▶ [Working data]
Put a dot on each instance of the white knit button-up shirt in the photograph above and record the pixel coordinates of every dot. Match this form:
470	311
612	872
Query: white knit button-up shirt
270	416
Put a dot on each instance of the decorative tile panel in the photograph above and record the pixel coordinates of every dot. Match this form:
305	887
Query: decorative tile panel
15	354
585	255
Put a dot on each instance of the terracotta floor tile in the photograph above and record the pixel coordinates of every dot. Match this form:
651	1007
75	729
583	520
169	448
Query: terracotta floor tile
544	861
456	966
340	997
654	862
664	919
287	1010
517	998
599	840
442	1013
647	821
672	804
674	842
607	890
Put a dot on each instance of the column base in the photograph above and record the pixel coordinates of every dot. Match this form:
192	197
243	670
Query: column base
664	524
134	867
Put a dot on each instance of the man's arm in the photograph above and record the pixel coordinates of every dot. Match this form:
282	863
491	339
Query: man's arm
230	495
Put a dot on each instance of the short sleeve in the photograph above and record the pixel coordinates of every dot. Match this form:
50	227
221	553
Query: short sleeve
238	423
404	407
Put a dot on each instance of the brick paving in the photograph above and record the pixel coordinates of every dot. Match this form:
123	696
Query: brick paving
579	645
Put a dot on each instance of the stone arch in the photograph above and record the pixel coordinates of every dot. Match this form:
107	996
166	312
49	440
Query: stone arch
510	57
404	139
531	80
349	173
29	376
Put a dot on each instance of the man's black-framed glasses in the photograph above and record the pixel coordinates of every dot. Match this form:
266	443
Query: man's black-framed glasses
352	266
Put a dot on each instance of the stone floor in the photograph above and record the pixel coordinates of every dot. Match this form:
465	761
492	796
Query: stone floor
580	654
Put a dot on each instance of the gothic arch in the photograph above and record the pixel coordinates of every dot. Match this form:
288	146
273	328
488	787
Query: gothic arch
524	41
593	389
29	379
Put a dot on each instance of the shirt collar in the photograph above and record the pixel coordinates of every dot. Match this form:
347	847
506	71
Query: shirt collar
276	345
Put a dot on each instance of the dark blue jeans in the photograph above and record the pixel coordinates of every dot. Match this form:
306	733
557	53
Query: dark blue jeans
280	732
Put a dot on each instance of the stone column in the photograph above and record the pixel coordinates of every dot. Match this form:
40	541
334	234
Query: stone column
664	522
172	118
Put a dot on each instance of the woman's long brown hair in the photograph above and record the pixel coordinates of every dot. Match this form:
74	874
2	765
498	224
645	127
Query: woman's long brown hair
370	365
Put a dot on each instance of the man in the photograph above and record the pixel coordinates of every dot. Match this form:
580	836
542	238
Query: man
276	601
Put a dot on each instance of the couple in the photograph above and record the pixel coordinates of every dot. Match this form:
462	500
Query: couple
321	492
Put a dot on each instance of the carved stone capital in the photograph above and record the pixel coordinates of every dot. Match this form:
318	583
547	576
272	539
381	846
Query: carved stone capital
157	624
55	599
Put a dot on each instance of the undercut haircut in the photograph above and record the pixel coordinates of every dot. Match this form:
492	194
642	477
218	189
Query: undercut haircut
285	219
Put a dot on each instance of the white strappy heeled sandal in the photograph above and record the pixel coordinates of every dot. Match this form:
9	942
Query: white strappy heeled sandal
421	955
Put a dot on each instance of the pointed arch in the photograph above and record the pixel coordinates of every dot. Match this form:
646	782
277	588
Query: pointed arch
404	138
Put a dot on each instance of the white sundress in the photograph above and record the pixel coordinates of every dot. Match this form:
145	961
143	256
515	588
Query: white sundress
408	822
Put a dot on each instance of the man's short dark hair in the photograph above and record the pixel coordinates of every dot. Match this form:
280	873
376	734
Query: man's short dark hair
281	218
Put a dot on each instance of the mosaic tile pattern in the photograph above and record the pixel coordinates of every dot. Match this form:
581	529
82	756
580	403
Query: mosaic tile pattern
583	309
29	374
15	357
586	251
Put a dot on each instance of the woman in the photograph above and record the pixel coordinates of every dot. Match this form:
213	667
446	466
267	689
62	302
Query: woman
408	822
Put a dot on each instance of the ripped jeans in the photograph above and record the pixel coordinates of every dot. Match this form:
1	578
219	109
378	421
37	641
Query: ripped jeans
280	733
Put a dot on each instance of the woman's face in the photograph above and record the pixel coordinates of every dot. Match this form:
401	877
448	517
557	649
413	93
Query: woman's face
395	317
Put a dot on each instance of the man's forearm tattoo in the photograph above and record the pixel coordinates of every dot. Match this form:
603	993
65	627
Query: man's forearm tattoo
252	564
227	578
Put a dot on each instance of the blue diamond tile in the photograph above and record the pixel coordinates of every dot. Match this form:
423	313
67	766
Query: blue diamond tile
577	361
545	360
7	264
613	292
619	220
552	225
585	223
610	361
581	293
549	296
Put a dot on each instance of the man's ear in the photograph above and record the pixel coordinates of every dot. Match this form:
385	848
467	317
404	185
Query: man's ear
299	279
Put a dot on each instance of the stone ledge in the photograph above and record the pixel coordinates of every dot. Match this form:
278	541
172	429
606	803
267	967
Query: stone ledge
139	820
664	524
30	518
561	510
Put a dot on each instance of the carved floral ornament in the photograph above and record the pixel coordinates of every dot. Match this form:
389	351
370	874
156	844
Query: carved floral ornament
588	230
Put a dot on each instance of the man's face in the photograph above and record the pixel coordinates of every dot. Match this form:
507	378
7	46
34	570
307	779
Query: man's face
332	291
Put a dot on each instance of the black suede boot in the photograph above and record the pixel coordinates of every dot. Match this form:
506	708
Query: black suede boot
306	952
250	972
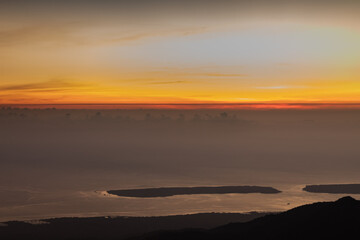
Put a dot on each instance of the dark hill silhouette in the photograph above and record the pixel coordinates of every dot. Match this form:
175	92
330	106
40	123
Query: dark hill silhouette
116	227
334	188
323	220
172	191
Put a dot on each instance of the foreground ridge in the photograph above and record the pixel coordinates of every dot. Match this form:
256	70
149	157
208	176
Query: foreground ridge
323	220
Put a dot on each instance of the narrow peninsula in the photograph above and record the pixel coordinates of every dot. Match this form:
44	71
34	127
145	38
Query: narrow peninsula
172	191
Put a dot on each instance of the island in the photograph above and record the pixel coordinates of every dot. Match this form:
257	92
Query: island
172	191
334	188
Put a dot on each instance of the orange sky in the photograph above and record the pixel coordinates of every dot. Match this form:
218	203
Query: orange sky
119	52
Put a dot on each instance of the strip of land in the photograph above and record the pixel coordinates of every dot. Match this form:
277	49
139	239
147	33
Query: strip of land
334	188
172	191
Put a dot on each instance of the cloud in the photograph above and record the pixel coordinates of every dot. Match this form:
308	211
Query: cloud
168	82
274	87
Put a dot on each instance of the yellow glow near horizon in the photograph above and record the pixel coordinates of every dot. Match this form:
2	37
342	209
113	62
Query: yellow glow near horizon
307	57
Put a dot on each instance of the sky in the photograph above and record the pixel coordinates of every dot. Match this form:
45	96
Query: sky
199	51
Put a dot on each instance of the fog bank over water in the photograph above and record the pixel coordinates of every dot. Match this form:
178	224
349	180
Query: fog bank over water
53	160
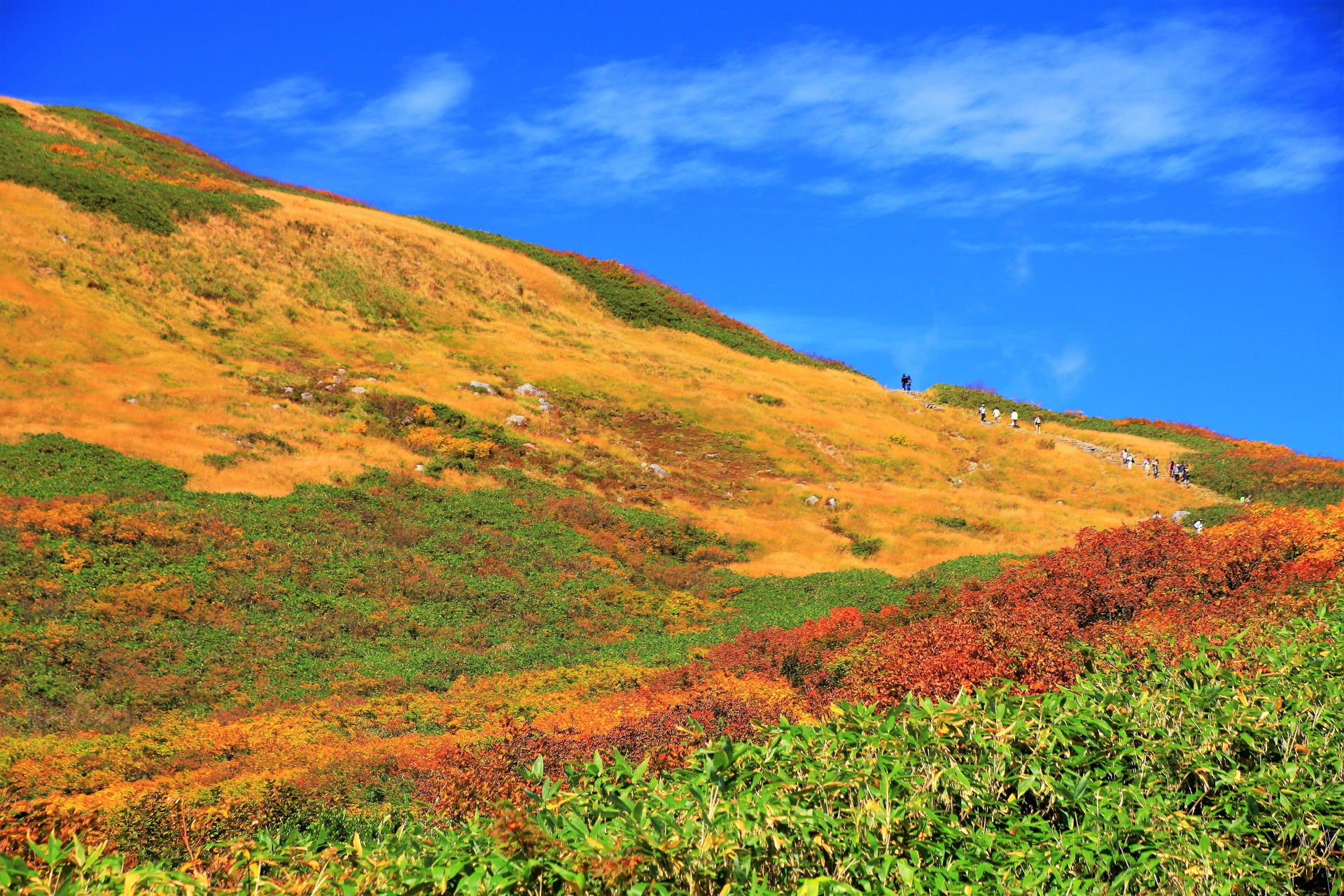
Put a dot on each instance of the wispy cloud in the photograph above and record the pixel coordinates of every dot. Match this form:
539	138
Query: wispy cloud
1021	359
416	111
984	118
288	99
162	115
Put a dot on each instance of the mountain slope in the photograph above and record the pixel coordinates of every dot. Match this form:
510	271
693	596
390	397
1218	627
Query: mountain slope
179	346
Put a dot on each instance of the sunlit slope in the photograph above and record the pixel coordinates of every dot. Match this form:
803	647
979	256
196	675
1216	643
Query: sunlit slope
179	347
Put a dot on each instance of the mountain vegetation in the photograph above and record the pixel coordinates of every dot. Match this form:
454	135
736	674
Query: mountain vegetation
350	552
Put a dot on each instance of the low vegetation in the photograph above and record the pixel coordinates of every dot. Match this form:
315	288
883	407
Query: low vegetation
1215	776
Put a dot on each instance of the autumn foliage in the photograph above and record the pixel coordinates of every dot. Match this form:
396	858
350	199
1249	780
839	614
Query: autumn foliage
1152	587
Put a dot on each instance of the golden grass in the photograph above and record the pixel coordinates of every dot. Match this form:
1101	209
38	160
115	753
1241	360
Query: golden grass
70	355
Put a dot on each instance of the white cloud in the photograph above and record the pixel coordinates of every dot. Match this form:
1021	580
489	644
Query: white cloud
1011	118
286	99
416	112
162	115
432	89
1182	229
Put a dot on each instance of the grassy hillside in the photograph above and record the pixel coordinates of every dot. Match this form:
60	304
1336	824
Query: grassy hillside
302	583
195	347
1233	468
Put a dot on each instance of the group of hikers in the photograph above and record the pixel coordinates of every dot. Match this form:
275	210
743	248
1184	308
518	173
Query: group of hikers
1152	466
1179	473
1012	418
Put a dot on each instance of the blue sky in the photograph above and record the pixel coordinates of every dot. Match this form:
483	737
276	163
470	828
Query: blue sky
1135	210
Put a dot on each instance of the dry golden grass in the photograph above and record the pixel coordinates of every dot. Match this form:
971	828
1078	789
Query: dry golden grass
88	301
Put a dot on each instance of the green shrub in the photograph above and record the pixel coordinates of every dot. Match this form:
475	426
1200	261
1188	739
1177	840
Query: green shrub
94	176
1217	776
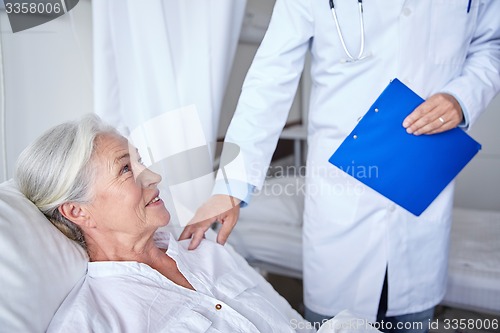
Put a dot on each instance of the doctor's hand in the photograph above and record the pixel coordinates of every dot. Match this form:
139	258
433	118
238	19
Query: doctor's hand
219	208
440	112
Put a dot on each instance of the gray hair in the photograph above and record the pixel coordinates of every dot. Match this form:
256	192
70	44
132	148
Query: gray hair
56	169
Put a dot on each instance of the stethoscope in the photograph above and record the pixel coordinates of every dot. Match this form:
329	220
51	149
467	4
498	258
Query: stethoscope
341	36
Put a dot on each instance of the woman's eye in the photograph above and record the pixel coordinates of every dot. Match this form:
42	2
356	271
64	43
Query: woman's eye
126	169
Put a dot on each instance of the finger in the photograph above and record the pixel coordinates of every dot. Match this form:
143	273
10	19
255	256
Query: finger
198	236
225	231
419	112
432	126
187	232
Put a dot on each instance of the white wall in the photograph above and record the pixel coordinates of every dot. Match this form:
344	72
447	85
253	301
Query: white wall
478	185
257	16
47	79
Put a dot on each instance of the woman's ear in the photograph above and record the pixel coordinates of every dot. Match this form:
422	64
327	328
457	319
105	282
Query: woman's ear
75	213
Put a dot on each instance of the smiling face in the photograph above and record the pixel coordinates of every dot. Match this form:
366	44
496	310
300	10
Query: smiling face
125	198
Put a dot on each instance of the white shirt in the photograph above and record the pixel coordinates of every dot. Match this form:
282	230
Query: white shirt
132	297
351	233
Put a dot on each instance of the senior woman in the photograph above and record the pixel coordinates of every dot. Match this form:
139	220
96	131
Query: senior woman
92	186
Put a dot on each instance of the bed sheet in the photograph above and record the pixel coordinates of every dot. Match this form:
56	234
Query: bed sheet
269	236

▶ [Work request] Lines from the one containing "Query: senior woman" through the end of the entries above must be copied exactly; include both ends and no other lines.

▶ [Exercise answer]
Query: senior woman
92	186
Put a dot on each instance of the bed sheet in the photograph above and record the pixel coordinates of every dot. Match this form:
56	234
Query: bed sheet
269	236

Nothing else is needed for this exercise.